** Start INPUT ROWS **
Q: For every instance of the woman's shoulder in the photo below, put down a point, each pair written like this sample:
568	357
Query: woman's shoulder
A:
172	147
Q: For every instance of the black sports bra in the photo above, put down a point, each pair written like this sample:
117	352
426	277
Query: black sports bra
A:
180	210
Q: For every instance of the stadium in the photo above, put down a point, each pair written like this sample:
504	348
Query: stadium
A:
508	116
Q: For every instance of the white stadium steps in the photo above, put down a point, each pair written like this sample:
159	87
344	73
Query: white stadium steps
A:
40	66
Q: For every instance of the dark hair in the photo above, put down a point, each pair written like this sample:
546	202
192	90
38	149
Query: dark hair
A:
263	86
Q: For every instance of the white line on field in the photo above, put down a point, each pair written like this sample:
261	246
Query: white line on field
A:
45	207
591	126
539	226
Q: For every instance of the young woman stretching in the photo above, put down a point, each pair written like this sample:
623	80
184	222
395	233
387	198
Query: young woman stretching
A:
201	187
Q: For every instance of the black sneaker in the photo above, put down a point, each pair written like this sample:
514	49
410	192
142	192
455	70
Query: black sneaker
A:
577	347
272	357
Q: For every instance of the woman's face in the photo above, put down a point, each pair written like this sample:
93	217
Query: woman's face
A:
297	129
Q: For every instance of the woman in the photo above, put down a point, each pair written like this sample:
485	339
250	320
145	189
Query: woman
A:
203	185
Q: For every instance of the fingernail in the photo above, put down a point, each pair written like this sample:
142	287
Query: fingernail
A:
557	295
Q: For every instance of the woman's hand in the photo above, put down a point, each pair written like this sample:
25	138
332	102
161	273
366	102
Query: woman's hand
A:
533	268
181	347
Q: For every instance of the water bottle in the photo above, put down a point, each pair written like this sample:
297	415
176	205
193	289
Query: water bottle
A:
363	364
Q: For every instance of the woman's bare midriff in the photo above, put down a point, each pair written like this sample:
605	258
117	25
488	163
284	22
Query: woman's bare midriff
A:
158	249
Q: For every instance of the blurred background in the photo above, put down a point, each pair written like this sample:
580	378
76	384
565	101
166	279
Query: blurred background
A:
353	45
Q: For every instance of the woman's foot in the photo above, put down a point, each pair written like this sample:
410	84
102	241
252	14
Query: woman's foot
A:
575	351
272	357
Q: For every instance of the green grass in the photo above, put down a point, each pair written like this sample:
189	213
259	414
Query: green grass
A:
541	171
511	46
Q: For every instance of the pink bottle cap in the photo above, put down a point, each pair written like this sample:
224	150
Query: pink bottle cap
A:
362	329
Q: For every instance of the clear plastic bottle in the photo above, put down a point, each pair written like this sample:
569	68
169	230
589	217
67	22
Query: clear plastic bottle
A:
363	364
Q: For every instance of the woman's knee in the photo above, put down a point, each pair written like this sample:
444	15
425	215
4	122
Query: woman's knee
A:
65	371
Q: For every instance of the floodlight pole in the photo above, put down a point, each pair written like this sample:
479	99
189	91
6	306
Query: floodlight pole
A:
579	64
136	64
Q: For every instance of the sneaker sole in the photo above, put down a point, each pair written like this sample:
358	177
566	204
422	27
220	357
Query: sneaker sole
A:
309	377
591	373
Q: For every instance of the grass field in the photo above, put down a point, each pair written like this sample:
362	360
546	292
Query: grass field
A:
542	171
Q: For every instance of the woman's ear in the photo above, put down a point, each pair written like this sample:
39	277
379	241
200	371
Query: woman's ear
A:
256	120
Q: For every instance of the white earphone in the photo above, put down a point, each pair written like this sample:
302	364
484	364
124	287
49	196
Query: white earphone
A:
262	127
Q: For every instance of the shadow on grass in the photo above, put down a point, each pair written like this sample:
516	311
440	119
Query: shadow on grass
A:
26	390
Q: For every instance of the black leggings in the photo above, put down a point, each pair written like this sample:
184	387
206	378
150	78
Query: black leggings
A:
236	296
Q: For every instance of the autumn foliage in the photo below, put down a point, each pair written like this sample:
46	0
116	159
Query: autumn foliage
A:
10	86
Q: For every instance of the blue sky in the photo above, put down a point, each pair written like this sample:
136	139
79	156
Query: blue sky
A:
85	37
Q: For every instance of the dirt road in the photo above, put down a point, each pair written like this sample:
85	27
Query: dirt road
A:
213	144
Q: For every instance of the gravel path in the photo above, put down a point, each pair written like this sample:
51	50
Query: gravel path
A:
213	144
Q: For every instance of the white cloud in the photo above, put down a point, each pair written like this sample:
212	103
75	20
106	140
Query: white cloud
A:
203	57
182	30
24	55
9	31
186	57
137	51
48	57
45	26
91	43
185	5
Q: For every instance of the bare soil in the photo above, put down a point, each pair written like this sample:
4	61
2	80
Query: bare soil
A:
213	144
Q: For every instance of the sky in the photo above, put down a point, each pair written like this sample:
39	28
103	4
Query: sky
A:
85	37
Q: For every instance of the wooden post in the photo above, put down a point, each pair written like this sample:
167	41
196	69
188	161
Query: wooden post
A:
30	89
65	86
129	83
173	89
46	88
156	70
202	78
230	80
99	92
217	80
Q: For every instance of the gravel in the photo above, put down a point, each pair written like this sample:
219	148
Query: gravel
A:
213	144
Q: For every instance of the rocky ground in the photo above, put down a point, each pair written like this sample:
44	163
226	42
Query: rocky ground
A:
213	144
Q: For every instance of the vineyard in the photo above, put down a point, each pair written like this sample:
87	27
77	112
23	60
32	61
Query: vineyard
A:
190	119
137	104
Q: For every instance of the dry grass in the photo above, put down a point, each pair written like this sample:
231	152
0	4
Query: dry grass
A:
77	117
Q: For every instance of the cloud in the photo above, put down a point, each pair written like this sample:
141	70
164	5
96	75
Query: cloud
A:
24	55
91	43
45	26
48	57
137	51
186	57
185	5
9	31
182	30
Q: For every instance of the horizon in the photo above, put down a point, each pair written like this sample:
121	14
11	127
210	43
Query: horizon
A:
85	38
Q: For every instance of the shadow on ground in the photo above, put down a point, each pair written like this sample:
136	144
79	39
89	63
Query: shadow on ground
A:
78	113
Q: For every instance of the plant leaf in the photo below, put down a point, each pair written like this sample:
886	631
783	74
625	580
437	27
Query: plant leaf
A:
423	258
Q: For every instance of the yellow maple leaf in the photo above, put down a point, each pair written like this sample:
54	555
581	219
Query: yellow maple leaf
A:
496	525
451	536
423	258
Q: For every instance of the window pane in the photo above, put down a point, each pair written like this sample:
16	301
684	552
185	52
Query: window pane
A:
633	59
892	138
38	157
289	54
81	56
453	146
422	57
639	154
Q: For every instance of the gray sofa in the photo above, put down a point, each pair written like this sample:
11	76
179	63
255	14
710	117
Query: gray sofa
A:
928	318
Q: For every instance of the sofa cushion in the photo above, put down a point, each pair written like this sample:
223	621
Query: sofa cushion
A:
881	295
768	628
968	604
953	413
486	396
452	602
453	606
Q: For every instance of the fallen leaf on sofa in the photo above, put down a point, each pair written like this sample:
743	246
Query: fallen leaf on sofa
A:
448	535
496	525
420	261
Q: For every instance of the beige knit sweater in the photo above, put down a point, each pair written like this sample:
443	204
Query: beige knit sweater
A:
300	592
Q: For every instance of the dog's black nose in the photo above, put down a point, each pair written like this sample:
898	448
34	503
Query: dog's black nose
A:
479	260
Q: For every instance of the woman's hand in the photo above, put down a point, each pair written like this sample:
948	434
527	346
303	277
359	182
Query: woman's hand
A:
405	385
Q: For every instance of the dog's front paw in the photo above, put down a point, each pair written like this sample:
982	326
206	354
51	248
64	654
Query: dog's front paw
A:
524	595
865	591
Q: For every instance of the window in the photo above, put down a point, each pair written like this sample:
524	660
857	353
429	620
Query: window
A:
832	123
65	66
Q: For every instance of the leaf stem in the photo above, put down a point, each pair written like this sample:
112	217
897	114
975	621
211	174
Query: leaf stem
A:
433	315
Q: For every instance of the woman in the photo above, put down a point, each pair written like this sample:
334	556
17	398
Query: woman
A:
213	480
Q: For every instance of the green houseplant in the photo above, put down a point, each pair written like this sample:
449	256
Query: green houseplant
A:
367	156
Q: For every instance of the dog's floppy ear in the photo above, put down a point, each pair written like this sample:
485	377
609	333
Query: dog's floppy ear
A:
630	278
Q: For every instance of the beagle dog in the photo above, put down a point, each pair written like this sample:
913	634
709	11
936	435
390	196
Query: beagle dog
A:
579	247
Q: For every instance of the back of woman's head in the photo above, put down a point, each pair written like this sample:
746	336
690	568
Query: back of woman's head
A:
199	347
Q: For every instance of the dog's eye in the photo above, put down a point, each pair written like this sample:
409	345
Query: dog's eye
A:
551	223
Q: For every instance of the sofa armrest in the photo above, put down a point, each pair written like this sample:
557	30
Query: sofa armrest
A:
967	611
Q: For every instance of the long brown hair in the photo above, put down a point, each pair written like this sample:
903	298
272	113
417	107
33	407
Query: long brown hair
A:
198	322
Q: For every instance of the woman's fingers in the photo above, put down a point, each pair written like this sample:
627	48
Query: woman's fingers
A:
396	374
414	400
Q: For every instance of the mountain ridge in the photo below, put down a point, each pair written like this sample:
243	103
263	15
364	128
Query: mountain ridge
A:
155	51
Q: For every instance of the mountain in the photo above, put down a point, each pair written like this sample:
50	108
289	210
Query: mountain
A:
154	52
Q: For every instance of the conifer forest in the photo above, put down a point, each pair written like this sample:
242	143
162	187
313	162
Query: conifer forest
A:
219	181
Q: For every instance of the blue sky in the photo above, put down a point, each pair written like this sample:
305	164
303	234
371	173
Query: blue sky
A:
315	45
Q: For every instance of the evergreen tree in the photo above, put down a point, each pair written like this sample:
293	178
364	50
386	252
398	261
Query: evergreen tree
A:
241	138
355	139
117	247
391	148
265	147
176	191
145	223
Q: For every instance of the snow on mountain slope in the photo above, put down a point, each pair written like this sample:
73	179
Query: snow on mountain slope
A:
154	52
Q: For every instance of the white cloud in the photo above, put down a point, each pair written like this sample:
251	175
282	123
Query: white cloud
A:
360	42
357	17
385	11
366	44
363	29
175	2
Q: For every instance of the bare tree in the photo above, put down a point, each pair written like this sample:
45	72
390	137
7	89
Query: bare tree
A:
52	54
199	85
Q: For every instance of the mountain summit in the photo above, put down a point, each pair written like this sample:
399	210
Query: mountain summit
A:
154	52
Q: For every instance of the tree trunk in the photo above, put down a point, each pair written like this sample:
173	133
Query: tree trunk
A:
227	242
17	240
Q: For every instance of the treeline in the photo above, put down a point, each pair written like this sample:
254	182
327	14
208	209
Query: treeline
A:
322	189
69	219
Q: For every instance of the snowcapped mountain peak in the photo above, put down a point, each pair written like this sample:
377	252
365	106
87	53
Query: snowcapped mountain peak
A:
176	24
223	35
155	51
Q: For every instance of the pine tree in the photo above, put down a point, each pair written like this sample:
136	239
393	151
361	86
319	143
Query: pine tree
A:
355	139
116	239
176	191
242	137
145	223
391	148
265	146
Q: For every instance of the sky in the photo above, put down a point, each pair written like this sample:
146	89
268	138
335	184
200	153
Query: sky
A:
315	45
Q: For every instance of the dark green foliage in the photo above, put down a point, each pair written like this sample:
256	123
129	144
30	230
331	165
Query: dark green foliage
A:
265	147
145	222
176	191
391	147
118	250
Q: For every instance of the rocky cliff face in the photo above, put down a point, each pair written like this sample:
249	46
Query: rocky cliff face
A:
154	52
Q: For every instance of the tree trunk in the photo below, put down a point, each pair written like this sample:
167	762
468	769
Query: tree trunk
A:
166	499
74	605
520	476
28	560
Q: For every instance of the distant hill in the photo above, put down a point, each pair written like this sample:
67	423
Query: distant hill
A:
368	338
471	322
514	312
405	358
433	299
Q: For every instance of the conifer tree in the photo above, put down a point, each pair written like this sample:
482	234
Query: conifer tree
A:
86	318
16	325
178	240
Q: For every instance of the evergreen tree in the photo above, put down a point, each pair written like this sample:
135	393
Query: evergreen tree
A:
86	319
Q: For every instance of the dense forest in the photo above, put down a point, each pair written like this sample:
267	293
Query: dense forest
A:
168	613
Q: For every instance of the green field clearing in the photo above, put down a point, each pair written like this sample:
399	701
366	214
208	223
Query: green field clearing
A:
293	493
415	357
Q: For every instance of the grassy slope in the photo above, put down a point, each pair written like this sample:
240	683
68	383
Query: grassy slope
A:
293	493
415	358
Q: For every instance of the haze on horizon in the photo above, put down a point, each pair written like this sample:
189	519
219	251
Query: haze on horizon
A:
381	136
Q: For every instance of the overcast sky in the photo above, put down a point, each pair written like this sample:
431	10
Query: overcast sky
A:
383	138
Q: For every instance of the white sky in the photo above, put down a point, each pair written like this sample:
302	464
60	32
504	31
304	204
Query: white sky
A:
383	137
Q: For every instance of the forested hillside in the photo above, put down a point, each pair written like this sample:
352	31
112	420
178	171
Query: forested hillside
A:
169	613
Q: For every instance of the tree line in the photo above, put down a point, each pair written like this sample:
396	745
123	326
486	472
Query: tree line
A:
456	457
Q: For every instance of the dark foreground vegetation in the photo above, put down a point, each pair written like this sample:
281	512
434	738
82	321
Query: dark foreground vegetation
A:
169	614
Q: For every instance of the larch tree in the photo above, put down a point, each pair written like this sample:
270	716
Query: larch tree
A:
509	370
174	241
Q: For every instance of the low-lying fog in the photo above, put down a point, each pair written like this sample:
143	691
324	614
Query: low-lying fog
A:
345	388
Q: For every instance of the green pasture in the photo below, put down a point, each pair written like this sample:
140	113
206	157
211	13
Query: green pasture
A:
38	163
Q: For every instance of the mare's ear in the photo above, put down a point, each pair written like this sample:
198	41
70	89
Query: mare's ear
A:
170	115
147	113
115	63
** End INPUT ROWS **
## SET TASK
Return the lines from the line containing "Q: For every instance of the haze" to the end of the entries above, exactly as they appear and with no other output.

## ANSWER TO THIS PROBLEM
Q: For every instance of the haze on horizon in the photo above, put down a point, each pair written like this sample:
189	519
219	251
Query: haze on horizon
A:
381	136
Q: For every instance of the overcast sky in the photo above, put down a point, each pair written like this sample:
431	10
Query: overcast sky
A:
383	138
Q: For every instance of the white sky in the photo above, put down a point, each pair written like this sample:
302	464
60	32
504	31
304	204
Query: white sky
A:
383	137
Q: For every instance of the forested hillside in the photo above, put down a point, each pair written like this sample:
352	31
112	420
178	171
Query: forested hillside
A:
169	613
Q: For every instance of the tree line in the photo above, put down a point, each pair written like this sample:
396	745
123	326
486	472
Query: tree line
A:
456	457
Q: For every instance of the dark foreground vegetation in the photo above, put down a point, each pair written like this sample:
281	512
434	738
82	321
Query: dark foreground vegetation
A:
169	614
Q: For every instance of the larch tree in the photo above, put down a point, each pair written like this sample:
270	716
Query: larch tree
A:
509	370
174	241
Q: For every instance of the low-lying fog in the photo above, put down a point, each pair written like this sample:
143	691
324	614
Query: low-lying fog
A:
345	388
Q: For every instance of the green pasture in the photo below, put down a point, each pair written like this sample:
140	113
206	157
211	13
Query: green pasture
A:
38	163
Q: For every instance of the mare's ear in the photo above, put down a point, each pair written like this sample:
198	41
70	89
Query: mare's ear
A:
170	115
147	113
115	63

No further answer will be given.